* [Challenge] Can you rewrite all of the material below with every "gives back" changed to "returns" and nothing else altered?

* [Listed records]

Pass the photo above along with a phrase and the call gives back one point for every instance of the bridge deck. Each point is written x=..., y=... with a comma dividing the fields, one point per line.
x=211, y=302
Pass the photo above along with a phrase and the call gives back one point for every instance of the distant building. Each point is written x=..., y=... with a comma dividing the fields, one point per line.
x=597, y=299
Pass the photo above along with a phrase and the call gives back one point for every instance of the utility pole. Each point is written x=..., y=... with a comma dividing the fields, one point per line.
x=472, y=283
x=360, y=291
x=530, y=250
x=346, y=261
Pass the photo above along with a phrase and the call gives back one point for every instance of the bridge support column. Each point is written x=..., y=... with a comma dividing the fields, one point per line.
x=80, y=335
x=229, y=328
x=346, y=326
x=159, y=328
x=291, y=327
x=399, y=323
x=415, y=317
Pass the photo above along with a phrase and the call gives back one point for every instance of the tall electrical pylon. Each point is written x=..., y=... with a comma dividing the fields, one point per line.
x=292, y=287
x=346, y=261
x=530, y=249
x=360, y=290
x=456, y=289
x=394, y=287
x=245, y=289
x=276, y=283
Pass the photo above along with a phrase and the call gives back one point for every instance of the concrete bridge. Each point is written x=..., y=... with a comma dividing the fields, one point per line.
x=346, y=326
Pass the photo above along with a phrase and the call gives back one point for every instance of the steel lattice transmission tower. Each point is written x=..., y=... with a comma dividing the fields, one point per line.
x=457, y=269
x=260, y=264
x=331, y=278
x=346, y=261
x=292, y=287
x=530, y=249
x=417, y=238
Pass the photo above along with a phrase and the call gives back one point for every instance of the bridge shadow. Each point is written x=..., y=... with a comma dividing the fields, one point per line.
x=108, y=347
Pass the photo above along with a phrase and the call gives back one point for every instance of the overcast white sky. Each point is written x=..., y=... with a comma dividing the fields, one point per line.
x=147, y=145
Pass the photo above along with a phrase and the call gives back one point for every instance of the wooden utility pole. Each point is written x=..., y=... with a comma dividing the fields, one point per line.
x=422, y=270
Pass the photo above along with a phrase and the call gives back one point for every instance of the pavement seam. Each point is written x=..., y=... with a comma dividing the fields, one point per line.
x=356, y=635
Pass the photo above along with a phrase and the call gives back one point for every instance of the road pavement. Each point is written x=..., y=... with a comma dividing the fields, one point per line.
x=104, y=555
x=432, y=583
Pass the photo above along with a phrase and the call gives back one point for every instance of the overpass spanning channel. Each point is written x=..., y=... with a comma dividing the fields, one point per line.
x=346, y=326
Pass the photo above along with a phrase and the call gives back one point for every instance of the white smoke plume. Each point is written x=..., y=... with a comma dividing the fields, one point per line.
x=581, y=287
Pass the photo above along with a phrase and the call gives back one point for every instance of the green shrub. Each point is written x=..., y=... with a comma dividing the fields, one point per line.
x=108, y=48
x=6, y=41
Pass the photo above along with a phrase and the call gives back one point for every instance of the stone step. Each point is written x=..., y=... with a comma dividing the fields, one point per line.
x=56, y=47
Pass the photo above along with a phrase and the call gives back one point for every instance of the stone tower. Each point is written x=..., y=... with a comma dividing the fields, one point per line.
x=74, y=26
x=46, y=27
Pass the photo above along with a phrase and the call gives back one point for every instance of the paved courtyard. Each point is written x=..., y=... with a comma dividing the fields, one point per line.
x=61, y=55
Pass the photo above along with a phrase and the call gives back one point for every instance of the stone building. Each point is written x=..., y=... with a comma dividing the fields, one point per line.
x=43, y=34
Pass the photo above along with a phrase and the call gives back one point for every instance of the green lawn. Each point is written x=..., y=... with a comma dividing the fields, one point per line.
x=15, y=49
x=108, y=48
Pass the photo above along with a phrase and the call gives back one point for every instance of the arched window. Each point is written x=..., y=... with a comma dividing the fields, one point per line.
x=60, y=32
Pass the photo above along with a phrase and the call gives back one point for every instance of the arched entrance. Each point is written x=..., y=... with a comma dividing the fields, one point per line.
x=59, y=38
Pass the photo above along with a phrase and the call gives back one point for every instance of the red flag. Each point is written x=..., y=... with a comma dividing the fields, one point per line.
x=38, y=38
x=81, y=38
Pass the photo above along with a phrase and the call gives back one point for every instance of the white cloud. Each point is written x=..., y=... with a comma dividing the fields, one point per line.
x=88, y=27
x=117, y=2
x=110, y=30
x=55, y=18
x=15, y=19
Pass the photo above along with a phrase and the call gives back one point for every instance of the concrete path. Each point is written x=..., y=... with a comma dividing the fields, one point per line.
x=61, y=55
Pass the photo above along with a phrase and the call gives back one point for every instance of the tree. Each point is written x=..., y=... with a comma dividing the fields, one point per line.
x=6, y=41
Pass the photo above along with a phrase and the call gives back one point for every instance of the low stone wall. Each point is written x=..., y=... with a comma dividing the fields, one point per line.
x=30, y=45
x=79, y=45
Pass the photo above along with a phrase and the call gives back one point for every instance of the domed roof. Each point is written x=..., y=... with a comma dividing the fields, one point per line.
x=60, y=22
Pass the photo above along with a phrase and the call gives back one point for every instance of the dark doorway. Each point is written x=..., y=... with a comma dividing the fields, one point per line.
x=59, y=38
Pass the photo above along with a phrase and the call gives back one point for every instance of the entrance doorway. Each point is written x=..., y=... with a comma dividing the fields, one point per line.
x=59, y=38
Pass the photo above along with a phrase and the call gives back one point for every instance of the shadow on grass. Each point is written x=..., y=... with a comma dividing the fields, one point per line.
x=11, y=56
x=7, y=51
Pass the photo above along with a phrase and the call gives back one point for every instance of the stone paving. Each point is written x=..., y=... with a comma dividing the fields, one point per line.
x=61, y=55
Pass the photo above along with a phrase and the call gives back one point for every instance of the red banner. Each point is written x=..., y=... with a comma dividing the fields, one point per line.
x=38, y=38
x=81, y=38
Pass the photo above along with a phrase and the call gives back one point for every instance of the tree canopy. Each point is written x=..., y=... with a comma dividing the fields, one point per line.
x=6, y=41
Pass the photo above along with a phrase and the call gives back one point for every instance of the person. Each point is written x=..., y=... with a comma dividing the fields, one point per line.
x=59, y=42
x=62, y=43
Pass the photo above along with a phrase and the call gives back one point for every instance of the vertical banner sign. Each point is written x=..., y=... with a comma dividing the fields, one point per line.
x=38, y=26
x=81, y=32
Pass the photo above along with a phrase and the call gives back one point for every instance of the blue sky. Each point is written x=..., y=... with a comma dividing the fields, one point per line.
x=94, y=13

* [Task solution]
Pass the photo above along with a phrase and the call returns one point for every instance of the bridge deck. Each point is written x=..., y=... with a comma dividing the fields, one point per line.
x=211, y=302
Pass the photo above along with a phrase and the call returns one point for every instance of the distant building. Each point is written x=..., y=... with a comma dividing the fields, one point per line.
x=597, y=299
Pass the photo above along with a phrase and the call returns one point for every instance of the utility pole. Each point is written x=..., y=... with a comma dividing the fields, one point per line.
x=472, y=283
x=360, y=291
x=530, y=250
x=346, y=261
Pass the photo above along with a phrase and the call returns one point for every instance of the bridge support column. Each point is written x=..., y=... with a comma dividing the fields, one point per line.
x=80, y=335
x=229, y=328
x=346, y=326
x=159, y=328
x=291, y=327
x=399, y=323
x=415, y=317
Pass the photo above along with a phrase and the call returns one point for every instance of the tall electrical pylon. Each point is written x=..., y=... with a comma dividing the fields, one point per line.
x=292, y=287
x=346, y=261
x=530, y=249
x=360, y=290
x=456, y=289
x=394, y=287
x=245, y=289
x=276, y=283
Pass the photo above along with a phrase and the call returns one point for every instance of the concrete bridge. Each point is written x=..., y=... with a comma dividing the fields, one point per line.
x=346, y=326
Pass the photo above along with a phrase and the call returns one point for every instance of the steel lattice transmission tower. Each point is written x=..., y=... with a comma dividing the fields, one point per line.
x=457, y=269
x=260, y=264
x=331, y=278
x=346, y=261
x=292, y=287
x=530, y=249
x=417, y=238
Pass the photo above along with a phrase and the call returns one point for every instance of the bridge shadow. Each point is written x=..., y=... with a comma dividing the fields, one point per line.
x=108, y=347
Pass the photo above along with a phrase and the call returns one point for every instance of the overcast white sky. Each point is written x=..., y=... with a comma dividing the fields, one point per line.
x=147, y=145
Pass the photo above along with a phrase and the call returns one point for every instance of the wooden utility pole. Each point is written x=..., y=... with a comma dividing the fields, one point per line.
x=422, y=270
Pass the photo above along with a phrase and the call returns one point for every instance of the pavement seam. Each point is written x=..., y=... with a comma dividing the fields, one point per line.
x=356, y=635
Pass the photo above along with a phrase and the call returns one point for every instance of the road pavement. Each point is written x=..., y=... with a comma dividing the fields, one point per line.
x=104, y=555
x=432, y=583
Pass the photo above along with a phrase and the call returns one point for every instance of the overpass spanning channel. Each point is written x=..., y=... with a comma dividing the fields, one point per line.
x=346, y=326
Pass the photo above along with a phrase and the call returns one point for every instance of the white smoke plume. Each point is written x=..., y=... with a comma dividing the fields, one point per line.
x=581, y=287
Pass the photo above along with a phrase and the call returns one point for every instance of the green shrub. Each point is written x=..., y=... with a comma dividing the fields, one point per line.
x=108, y=48
x=6, y=41
Pass the photo above along with a phrase and the call returns one point for every instance of the stone step. Each point is written x=..., y=... with a comma dividing the fields, one point per line.
x=56, y=47
Pass the photo above along with a phrase and the call returns one point for every instance of the stone tower. Each point is written x=..., y=... with a comma dividing the fields, one point per line.
x=74, y=26
x=46, y=27
Pass the photo above along with a phrase and the call returns one point for every instance of the paved courtyard. Each point is written x=..., y=... with a comma dividing the fields, one point per line.
x=61, y=55
Pass the photo above along with a phrase and the call returns one point for every instance of the stone building. Each point is written x=..., y=... with a comma dividing the fields, one point per line.
x=43, y=34
Pass the photo above along with a phrase and the call returns one point for every instance of the green lawn. Each point is written x=..., y=... with a comma dividing the fields, one point per line.
x=15, y=49
x=108, y=48
Pass the photo above along with a phrase and the call returns one point for every instance of the arched window. Each point is written x=..., y=... with a comma dividing the fields, one point per line.
x=60, y=32
Pass the photo above along with a phrase and the call returns one point for every instance of the arched entrance. Each point is written x=..., y=... with a comma dividing the fields, one point per line.
x=59, y=38
Pass the photo above along with a phrase and the call returns one point for every instance of the red flag. Each point is written x=..., y=... with a comma dividing the fields, one point per line.
x=38, y=38
x=81, y=38
Pass the photo above along with a phrase and the call returns one point for every instance of the white cloud. Each point is written x=..., y=... with a comma dividing the fields, one point per line.
x=88, y=27
x=117, y=2
x=110, y=30
x=55, y=18
x=15, y=19
Pass the photo above along with a phrase and the call returns one point for every instance of the concrete path. Each point is written x=..., y=... with a comma dividing the fields, one point per line.
x=61, y=55
Pass the photo above along with a phrase and the call returns one point for every instance of the tree. Each point is written x=..., y=... with a comma dividing the fields, one point per line.
x=6, y=41
Pass the photo above along with a phrase and the call returns one point for every instance of the low stone wall. Each point is written x=..., y=... with a comma dividing the fields, one point per line.
x=30, y=45
x=79, y=45
Pass the photo above along with a phrase and the call returns one point for every instance of the domed roof. Each point is written x=..., y=... with a comma dividing the fields, one point per line.
x=60, y=22
Pass the photo above along with a phrase and the call returns one point for every instance of the dark doorway. Each point is written x=..., y=... with a comma dividing the fields, one point per line.
x=59, y=38
Pass the photo above along with a phrase and the call returns one point for every instance of the entrance doorway. Each point is written x=..., y=... with a comma dividing the fields, one point per line.
x=59, y=38
Pass the photo above along with a phrase and the call returns one point for every instance of the shadow on grass. Each point is written x=..., y=... with a comma dividing the fields, one point per line.
x=11, y=56
x=7, y=51
Pass the photo above along with a phrase and the call returns one point for every instance of the stone paving. Each point is written x=..., y=... with a comma dividing the fields, one point per line.
x=61, y=55
Pass the photo above along with a phrase and the call returns one point for every instance of the red banner. Each point is written x=..., y=... with a comma dividing the fields, one point per line.
x=38, y=38
x=81, y=38
Pass the photo above along with a phrase and the call returns one point for every instance of the tree canopy. Each point is written x=..., y=... with a comma dividing the fields, one point per line.
x=6, y=41
Pass the photo above along with a phrase and the call returns one point for every instance of the person. Each point is written x=..., y=... with a comma dividing the fields, one point per line.
x=59, y=42
x=62, y=43
Pass the photo above along with a phrase and the call returns one point for every instance of the vertical banner sign. Each point is written x=..., y=... with a comma dividing the fields, one point per line.
x=38, y=26
x=81, y=32
Pass the photo above along with a phrase and the call returns one point for every instance of the blue sky. Each point is written x=..., y=... with a comma dividing the fields, one point per line.
x=94, y=13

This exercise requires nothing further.